Nothing is to be left out; print all the entries exactly.

======== Records shown

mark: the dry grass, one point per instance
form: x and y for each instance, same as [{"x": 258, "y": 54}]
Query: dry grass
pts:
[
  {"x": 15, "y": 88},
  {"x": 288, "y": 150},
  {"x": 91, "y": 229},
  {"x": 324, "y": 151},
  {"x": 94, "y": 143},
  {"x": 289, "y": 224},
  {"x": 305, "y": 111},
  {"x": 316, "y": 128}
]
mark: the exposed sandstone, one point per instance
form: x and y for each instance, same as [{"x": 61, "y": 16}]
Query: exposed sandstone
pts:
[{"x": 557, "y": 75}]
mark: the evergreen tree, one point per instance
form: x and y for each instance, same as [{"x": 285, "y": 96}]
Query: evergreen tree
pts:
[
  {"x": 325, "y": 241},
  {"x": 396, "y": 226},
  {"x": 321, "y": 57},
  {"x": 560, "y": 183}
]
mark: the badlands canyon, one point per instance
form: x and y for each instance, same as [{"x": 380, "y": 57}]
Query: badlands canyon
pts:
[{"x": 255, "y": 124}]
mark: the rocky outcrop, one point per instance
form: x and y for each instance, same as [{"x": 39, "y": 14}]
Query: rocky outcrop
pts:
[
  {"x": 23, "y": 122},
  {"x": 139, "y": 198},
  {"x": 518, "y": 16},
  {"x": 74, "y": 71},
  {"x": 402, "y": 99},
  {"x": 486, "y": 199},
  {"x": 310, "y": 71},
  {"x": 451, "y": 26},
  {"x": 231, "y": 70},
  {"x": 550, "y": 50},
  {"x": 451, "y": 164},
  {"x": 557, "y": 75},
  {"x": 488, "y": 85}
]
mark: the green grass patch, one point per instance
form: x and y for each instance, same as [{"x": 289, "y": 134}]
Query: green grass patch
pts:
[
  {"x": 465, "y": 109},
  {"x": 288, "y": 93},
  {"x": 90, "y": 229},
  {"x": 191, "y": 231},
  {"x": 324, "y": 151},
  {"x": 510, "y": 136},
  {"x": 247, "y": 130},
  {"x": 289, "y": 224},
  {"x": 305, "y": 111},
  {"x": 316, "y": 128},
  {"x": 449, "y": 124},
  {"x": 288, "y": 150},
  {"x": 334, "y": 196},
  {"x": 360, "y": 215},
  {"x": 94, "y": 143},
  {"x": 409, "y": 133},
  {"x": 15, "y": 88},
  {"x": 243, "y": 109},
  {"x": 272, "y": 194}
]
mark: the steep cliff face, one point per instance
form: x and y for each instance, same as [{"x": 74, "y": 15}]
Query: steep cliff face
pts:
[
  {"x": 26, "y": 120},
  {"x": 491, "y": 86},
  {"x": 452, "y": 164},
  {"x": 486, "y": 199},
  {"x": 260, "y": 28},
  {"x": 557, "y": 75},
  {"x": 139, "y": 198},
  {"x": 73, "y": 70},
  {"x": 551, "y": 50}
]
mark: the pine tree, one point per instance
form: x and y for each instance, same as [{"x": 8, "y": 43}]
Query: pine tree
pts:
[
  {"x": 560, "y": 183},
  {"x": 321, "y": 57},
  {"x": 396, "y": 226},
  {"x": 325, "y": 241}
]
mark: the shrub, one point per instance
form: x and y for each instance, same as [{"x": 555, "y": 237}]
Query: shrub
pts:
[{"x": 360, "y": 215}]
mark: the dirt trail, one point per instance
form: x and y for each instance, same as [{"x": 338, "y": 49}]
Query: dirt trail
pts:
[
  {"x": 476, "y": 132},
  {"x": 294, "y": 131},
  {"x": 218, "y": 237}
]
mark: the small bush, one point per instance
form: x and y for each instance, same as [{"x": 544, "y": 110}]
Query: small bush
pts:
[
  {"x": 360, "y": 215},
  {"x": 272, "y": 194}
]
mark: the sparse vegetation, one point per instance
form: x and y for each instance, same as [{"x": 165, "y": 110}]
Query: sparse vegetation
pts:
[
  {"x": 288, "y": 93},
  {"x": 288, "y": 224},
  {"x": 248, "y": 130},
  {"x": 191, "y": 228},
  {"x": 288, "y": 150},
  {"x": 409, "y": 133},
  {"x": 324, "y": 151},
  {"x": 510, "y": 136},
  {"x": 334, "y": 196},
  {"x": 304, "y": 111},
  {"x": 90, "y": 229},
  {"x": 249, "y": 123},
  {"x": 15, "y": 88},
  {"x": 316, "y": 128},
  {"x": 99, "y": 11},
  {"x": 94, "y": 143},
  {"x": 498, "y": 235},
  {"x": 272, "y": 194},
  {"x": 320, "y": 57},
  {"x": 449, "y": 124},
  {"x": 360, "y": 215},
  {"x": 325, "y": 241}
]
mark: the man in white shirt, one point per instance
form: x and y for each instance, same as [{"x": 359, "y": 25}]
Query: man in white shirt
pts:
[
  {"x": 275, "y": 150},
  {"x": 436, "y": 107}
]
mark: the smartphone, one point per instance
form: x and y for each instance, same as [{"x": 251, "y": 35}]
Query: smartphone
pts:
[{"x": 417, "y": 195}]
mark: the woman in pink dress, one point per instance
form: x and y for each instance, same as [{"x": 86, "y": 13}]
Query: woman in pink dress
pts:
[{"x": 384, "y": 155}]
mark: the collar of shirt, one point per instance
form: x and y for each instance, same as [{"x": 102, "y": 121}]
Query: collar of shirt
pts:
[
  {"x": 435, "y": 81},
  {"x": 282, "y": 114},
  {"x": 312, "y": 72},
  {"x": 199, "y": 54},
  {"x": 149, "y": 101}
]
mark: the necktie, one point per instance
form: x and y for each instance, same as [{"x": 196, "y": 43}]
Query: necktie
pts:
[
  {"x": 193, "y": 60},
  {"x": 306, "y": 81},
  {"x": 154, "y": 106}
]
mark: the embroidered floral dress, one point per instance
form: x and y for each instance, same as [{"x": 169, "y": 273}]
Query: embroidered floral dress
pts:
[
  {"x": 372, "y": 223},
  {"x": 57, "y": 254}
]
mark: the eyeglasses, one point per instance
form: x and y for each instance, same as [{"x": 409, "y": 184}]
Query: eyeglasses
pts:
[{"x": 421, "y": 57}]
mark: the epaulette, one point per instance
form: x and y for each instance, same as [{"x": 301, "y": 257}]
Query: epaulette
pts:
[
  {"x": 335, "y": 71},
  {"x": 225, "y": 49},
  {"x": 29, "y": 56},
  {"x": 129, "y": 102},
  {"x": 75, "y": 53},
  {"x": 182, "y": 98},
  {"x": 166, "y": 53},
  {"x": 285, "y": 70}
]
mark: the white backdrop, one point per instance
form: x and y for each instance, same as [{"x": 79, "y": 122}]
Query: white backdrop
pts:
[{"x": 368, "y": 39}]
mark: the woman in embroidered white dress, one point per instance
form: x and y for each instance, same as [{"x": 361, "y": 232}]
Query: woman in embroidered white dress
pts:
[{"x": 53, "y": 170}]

================

*Output*
mark: the dry grass, one point per instance
form: x and y for each instance, same as [{"x": 258, "y": 54}]
Query: dry grass
pts:
[
  {"x": 15, "y": 88},
  {"x": 288, "y": 150},
  {"x": 91, "y": 229},
  {"x": 324, "y": 151},
  {"x": 94, "y": 143},
  {"x": 289, "y": 224},
  {"x": 305, "y": 111},
  {"x": 316, "y": 128}
]
mark: the exposed sandstone, one point per instance
form: x and y for each instance, same as [{"x": 61, "y": 16}]
Query: exposed sandstone
pts:
[{"x": 557, "y": 75}]
mark: the evergreen tree, one point per instance
form: x and y for each instance, same as [{"x": 285, "y": 96}]
Query: evergreen tree
pts:
[
  {"x": 325, "y": 241},
  {"x": 396, "y": 226},
  {"x": 321, "y": 57},
  {"x": 560, "y": 183}
]
mark: the badlands canyon, one point per instance
form: x and y for each instance, same as [{"x": 380, "y": 57}]
Query: badlands canyon
pts:
[{"x": 255, "y": 124}]
mark: the rocky outcrop, one point per instance
form: x and y for each instance, same as [{"x": 39, "y": 14}]
Query: rocky outcrop
pts:
[
  {"x": 23, "y": 122},
  {"x": 139, "y": 198},
  {"x": 518, "y": 16},
  {"x": 74, "y": 71},
  {"x": 402, "y": 99},
  {"x": 486, "y": 199},
  {"x": 310, "y": 71},
  {"x": 451, "y": 26},
  {"x": 231, "y": 70},
  {"x": 550, "y": 50},
  {"x": 451, "y": 164},
  {"x": 557, "y": 75},
  {"x": 488, "y": 85}
]
mark: the green grass patch, one point per instance
form: x and y for each instance, same as [{"x": 289, "y": 134}]
Query: green grass patch
pts:
[
  {"x": 465, "y": 109},
  {"x": 288, "y": 93},
  {"x": 90, "y": 229},
  {"x": 191, "y": 231},
  {"x": 324, "y": 151},
  {"x": 510, "y": 136},
  {"x": 247, "y": 130},
  {"x": 289, "y": 224},
  {"x": 305, "y": 111},
  {"x": 316, "y": 128},
  {"x": 449, "y": 124},
  {"x": 288, "y": 150},
  {"x": 334, "y": 196},
  {"x": 360, "y": 215},
  {"x": 94, "y": 143},
  {"x": 409, "y": 133},
  {"x": 15, "y": 88},
  {"x": 243, "y": 109},
  {"x": 272, "y": 194}
]
mark: the steep cliff face, one point per instance
form: x and y for each instance, same as [{"x": 74, "y": 15}]
Query: steep cliff face
pts:
[
  {"x": 26, "y": 120},
  {"x": 491, "y": 86},
  {"x": 452, "y": 164},
  {"x": 486, "y": 199},
  {"x": 260, "y": 28},
  {"x": 557, "y": 75},
  {"x": 139, "y": 198},
  {"x": 73, "y": 70},
  {"x": 551, "y": 50}
]
mark: the pine tree, one point per instance
form: x and y for each instance, same as [{"x": 8, "y": 43}]
Query: pine tree
pts:
[
  {"x": 560, "y": 183},
  {"x": 321, "y": 57},
  {"x": 396, "y": 226},
  {"x": 325, "y": 241}
]
mark: the shrub, one point per instance
form: x and y for each instance, same as [{"x": 555, "y": 237}]
Query: shrub
pts:
[{"x": 360, "y": 215}]
mark: the dirt trail, one point per instance
form: x and y for each instance, same as [{"x": 338, "y": 49}]
Query: dirt trail
pts:
[
  {"x": 476, "y": 132},
  {"x": 294, "y": 131},
  {"x": 218, "y": 237}
]
mark: the small bush, one point per instance
form: x and y for each instance, same as [{"x": 544, "y": 110}]
Query: small bush
pts:
[
  {"x": 360, "y": 215},
  {"x": 272, "y": 194}
]
mark: the sparse vegetation, one point per instance
form: x and y for each instance, same as [{"x": 165, "y": 110}]
Query: sparse vegetation
pts:
[
  {"x": 288, "y": 93},
  {"x": 288, "y": 224},
  {"x": 248, "y": 130},
  {"x": 191, "y": 228},
  {"x": 288, "y": 150},
  {"x": 409, "y": 133},
  {"x": 324, "y": 151},
  {"x": 510, "y": 136},
  {"x": 334, "y": 196},
  {"x": 304, "y": 111},
  {"x": 90, "y": 229},
  {"x": 249, "y": 123},
  {"x": 15, "y": 88},
  {"x": 316, "y": 128},
  {"x": 99, "y": 11},
  {"x": 94, "y": 143},
  {"x": 498, "y": 235},
  {"x": 272, "y": 194},
  {"x": 320, "y": 57},
  {"x": 449, "y": 124},
  {"x": 360, "y": 215},
  {"x": 325, "y": 241}
]
mark: the man in white shirt, one point per instance
form: x and y for each instance, same as [{"x": 359, "y": 25}]
Query: man in white shirt
pts:
[
  {"x": 275, "y": 150},
  {"x": 436, "y": 107}
]
mark: the smartphone, one point per instance
form: x and y for each instance, same as [{"x": 251, "y": 35}]
Query: smartphone
pts:
[{"x": 417, "y": 195}]
mark: the woman in pink dress, one point per instance
form: x and y for each instance, same as [{"x": 86, "y": 13}]
Query: woman in pink dress
pts:
[{"x": 384, "y": 155}]
mark: the collar of shirt, one point per instance
form: x and y for each instance, same as [{"x": 102, "y": 121}]
Query: collar of shirt
pts:
[
  {"x": 435, "y": 81},
  {"x": 282, "y": 114},
  {"x": 312, "y": 72},
  {"x": 199, "y": 54},
  {"x": 149, "y": 101}
]
mark: the necktie, one point per instance
form: x and y for each instance, same as [{"x": 196, "y": 43}]
Query: necktie
pts:
[
  {"x": 193, "y": 60},
  {"x": 306, "y": 81},
  {"x": 154, "y": 106}
]
mark: the embroidered floral dress, one point per instance
form: x and y for each instance, same as [{"x": 169, "y": 273}]
Query: embroidered floral dress
pts:
[
  {"x": 372, "y": 223},
  {"x": 57, "y": 254}
]
mark: the eyeglasses, one point per instance
form: x and y for each instance, same as [{"x": 409, "y": 184}]
Query: eyeglasses
pts:
[{"x": 421, "y": 57}]
mark: the epaulette, one point per instance
form: x and y for each instance, same as [{"x": 301, "y": 257}]
Query: epaulette
pts:
[
  {"x": 335, "y": 71},
  {"x": 225, "y": 49},
  {"x": 29, "y": 56},
  {"x": 129, "y": 102},
  {"x": 75, "y": 53},
  {"x": 182, "y": 98},
  {"x": 166, "y": 53},
  {"x": 285, "y": 70}
]
mark: the white backdrop, one point per instance
form: x and y for each instance, same as [{"x": 79, "y": 122}]
Query: white backdrop
pts:
[{"x": 368, "y": 39}]
mark: the woman in embroidered white dress, one point per instance
form: x and y for each instance, same as [{"x": 361, "y": 232}]
Query: woman in embroidered white dress
pts:
[{"x": 53, "y": 170}]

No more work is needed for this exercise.